■ **Task to complete**:
Write out each line of the material again, word for word.

§ §

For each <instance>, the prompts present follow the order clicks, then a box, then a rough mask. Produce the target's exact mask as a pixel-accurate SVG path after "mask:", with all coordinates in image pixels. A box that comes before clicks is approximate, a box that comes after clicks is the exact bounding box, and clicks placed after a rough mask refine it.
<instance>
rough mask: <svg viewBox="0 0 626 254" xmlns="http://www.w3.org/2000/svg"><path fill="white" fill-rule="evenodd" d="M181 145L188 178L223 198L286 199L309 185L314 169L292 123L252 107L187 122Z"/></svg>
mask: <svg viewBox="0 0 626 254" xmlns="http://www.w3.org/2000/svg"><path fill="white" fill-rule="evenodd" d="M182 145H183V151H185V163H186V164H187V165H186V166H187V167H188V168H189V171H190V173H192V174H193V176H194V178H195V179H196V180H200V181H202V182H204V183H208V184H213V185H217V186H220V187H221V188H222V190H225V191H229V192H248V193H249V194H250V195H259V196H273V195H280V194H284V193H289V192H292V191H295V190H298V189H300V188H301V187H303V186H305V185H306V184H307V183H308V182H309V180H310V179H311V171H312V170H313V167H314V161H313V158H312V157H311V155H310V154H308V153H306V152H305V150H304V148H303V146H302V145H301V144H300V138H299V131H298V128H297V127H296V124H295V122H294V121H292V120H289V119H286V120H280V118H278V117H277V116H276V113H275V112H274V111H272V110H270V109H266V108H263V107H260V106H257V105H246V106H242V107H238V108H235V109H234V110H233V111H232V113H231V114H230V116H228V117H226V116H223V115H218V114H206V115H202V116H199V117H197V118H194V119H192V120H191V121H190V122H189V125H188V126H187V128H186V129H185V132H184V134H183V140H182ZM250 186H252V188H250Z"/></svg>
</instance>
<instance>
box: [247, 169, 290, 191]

§ §

■ **Answer to this task**:
For each <instance>, the prompts present follow the order clicks, then a box, then a rough mask. Produce the target's exact mask as a pixel-accurate SVG path after "mask:", with all coordinates in image pixels. A box that comes before clicks is approximate, a box that comes after clicks is the exact bounding box, and clicks placed after a rough mask refine it.
<instance>
rough mask: <svg viewBox="0 0 626 254" xmlns="http://www.w3.org/2000/svg"><path fill="white" fill-rule="evenodd" d="M181 145L188 178L223 198L286 199L309 185L314 169L292 123L252 107L187 122Z"/></svg>
mask: <svg viewBox="0 0 626 254" xmlns="http://www.w3.org/2000/svg"><path fill="white" fill-rule="evenodd" d="M182 145H183V151H185V163H186V164H187V165H186V166H187V167H188V168H189V171H190V173H192V174H193V176H194V178H195V179H196V180H200V181H202V182H204V183H208V184H213V185H217V186H220V187H221V188H222V190H225V191H229V192H248V193H249V194H250V195H259V196H273V195H280V194H284V193H289V192H292V191H295V190H298V189H300V188H301V187H303V186H305V185H306V184H307V183H308V182H309V180H310V179H311V171H312V170H313V167H314V161H313V158H312V157H311V155H310V154H308V153H306V152H305V150H304V148H303V146H302V145H301V144H300V138H299V131H298V128H297V127H296V124H295V122H294V121H292V120H289V119H286V120H280V118H278V117H277V116H276V113H275V112H274V111H272V110H270V109H266V108H263V107H260V106H257V105H246V106H242V107H238V108H235V109H234V110H233V111H232V113H231V114H230V116H228V117H226V116H223V115H218V114H206V115H202V116H199V117H197V118H194V119H192V120H191V121H190V122H189V125H188V126H187V128H186V129H185V132H184V134H183V140H182ZM250 186H252V188H250Z"/></svg>
</instance>
<instance>
box: [247, 169, 290, 191]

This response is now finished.